Dataset excerpts Block Start
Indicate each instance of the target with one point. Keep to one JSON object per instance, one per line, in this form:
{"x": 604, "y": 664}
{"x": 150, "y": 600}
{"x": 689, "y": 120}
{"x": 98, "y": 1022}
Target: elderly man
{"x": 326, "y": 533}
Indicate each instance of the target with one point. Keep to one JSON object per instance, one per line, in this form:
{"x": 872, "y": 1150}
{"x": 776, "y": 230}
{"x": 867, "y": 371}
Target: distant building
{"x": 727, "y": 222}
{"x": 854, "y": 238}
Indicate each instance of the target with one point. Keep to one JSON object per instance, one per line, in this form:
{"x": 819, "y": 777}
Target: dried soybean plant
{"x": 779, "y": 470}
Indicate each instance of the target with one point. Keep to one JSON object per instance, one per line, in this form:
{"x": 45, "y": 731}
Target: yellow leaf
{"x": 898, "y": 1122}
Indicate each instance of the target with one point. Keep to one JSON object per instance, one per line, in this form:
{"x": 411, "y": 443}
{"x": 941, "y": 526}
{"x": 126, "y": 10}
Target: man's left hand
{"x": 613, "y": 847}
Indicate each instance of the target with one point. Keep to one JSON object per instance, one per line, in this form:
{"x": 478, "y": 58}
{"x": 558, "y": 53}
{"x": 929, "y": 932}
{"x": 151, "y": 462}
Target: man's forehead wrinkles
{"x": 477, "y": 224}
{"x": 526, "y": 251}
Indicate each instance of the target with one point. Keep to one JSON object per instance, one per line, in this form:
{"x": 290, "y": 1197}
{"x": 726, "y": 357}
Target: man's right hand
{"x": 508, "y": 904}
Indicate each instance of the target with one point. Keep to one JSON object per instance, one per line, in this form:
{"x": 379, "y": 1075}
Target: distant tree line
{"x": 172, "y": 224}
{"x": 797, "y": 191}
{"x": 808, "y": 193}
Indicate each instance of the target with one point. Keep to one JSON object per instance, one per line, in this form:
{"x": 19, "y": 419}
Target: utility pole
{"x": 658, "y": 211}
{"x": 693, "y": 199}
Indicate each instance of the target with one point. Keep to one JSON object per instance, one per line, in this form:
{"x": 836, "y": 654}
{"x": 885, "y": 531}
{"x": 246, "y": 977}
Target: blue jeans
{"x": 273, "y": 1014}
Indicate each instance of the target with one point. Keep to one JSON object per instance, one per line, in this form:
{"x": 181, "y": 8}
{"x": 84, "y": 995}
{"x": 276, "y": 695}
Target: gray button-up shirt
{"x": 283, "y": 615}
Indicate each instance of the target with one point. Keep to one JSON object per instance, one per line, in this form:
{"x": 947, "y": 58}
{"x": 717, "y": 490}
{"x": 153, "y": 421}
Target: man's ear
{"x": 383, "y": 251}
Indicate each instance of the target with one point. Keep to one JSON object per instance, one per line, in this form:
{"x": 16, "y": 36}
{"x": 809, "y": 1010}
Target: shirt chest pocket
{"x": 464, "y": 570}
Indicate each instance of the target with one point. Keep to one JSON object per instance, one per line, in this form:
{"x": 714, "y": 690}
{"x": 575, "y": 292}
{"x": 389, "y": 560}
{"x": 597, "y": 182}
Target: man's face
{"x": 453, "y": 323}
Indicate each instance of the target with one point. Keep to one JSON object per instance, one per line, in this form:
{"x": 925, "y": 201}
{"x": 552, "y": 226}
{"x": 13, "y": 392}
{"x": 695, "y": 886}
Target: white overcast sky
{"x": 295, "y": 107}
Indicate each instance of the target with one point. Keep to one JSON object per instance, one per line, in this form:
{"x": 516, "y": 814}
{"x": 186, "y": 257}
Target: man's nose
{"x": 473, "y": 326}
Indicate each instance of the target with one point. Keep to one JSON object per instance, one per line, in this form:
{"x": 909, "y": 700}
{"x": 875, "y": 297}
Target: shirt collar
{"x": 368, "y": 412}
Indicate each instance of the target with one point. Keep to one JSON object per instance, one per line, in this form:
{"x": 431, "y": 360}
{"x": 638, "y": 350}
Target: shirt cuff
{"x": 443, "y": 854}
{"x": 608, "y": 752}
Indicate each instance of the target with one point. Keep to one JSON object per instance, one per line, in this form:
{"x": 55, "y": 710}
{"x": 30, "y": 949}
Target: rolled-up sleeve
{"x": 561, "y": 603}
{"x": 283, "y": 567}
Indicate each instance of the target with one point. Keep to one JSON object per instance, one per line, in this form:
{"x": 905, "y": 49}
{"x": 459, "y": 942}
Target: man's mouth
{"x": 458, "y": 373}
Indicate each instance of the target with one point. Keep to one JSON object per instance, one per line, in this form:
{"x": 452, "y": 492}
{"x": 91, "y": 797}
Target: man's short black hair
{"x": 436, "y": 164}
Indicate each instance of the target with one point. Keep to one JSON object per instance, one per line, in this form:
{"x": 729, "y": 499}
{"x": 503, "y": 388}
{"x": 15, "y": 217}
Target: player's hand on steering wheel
Dataset excerpts Block End
**Task brief:** Each line above should be output exactly as written.

**Answer box:**
Indicate each instance of the target with one point. Keep to one JSON object per instance, one per line, in this form:
{"x": 604, "y": 664}
{"x": 150, "y": 600}
{"x": 689, "y": 120}
{"x": 98, "y": 1022}
Target: elderly man
{"x": 326, "y": 533}
Indicate each instance of the target with one point. Keep to one JSON object per instance, one per line, in this form:
{"x": 872, "y": 1150}
{"x": 776, "y": 230}
{"x": 867, "y": 371}
Target: distant building
{"x": 727, "y": 222}
{"x": 854, "y": 238}
Indicate each instance of the target with one point. Keep to one JSON object per instance, one per line, in this form:
{"x": 819, "y": 777}
Target: dried soybean plant
{"x": 779, "y": 470}
Indicate each instance of the target with one point. Keep to one JSON object per instance, one per line, in this form:
{"x": 45, "y": 731}
Target: yellow leaf
{"x": 898, "y": 1122}
Indicate each instance of the target with one point. Keep to one JSON object per instance, one per line, in this form:
{"x": 411, "y": 443}
{"x": 941, "y": 526}
{"x": 126, "y": 10}
Target: man's left hand
{"x": 613, "y": 847}
Indicate each instance of the target with one point. Keep to one JSON object per instance, one per line, in this form:
{"x": 478, "y": 58}
{"x": 558, "y": 53}
{"x": 929, "y": 932}
{"x": 151, "y": 462}
Target: man's forehead wrinkles
{"x": 477, "y": 224}
{"x": 526, "y": 251}
Indicate each instance of the target with one point. Keep to one JSON object per instance, one per line, in this form:
{"x": 290, "y": 1197}
{"x": 726, "y": 357}
Target: man's right hand
{"x": 508, "y": 904}
Indicate each instance of the target with one point. Keep to one JSON object per instance, one per line, in this form:
{"x": 379, "y": 1075}
Target: distant tree line
{"x": 172, "y": 224}
{"x": 797, "y": 191}
{"x": 808, "y": 193}
Indicate each instance of the target with one point. Keep to one JSON object per instance, one per line, in this form:
{"x": 19, "y": 419}
Target: utility pole
{"x": 658, "y": 211}
{"x": 693, "y": 199}
Indicate each instance of the target with one point. Keep to one JSON object per instance, one per line, in this form:
{"x": 836, "y": 654}
{"x": 885, "y": 531}
{"x": 246, "y": 977}
Target: blue jeans
{"x": 273, "y": 1014}
Indicate each instance of the target with one point. Keep to one JSON object per instance, one per line, in this form:
{"x": 181, "y": 8}
{"x": 84, "y": 995}
{"x": 276, "y": 695}
Target: gray button-up shirt
{"x": 283, "y": 615}
Indicate each instance of the target with one point. Keep to one JSON object per instance, one per line, in this form:
{"x": 947, "y": 58}
{"x": 717, "y": 490}
{"x": 153, "y": 421}
Target: man's ear
{"x": 383, "y": 251}
Indicate each instance of the target with one point. Keep to one JSON object per instance, one per line, in this form:
{"x": 16, "y": 36}
{"x": 809, "y": 1010}
Target: shirt chest pocket
{"x": 464, "y": 570}
Indicate each instance of the target with one point. Keep to one JSON object per instance, one per line, in this form:
{"x": 714, "y": 690}
{"x": 575, "y": 292}
{"x": 389, "y": 560}
{"x": 597, "y": 182}
Target: man's face
{"x": 453, "y": 323}
Indicate each instance of the target with one point. Keep to one JSON object per instance, one per line, in this form:
{"x": 925, "y": 201}
{"x": 552, "y": 226}
{"x": 13, "y": 392}
{"x": 695, "y": 886}
Target: white overcast sky
{"x": 295, "y": 107}
Indicate each instance of the target with one point. Keep to one JSON object per instance, one per line, in this form:
{"x": 516, "y": 814}
{"x": 186, "y": 257}
Target: man's nose
{"x": 473, "y": 326}
Indicate each instance of the target with one point. Keep to one JSON object per instance, one per line, in this form:
{"x": 909, "y": 700}
{"x": 875, "y": 297}
Target: shirt collar
{"x": 368, "y": 412}
Indicate each instance of the target with one point. Keep to one JSON object per instance, one per line, in this form:
{"x": 431, "y": 360}
{"x": 638, "y": 350}
Target: shirt cuff
{"x": 443, "y": 854}
{"x": 608, "y": 752}
Indicate each instance of the target with one point. Keep to one JSON object per instance, one per line, in this form:
{"x": 55, "y": 710}
{"x": 30, "y": 949}
Target: rolled-up sleeve
{"x": 561, "y": 603}
{"x": 283, "y": 567}
Indicate each instance of the target with one point. Keep to one JSON object per instance, one per line, in this form:
{"x": 905, "y": 49}
{"x": 459, "y": 942}
Target: man's mouth
{"x": 458, "y": 373}
Indicate each instance of the target with one point. Keep to one JSON object per instance, one per line, in this form:
{"x": 452, "y": 492}
{"x": 91, "y": 797}
Target: man's short black hair
{"x": 436, "y": 164}
Indicate each instance of the target with one point. Keep to one JSON object per instance, one per line, in this form:
{"x": 729, "y": 499}
{"x": 503, "y": 388}
{"x": 15, "y": 217}
Target: player's hand on steering wheel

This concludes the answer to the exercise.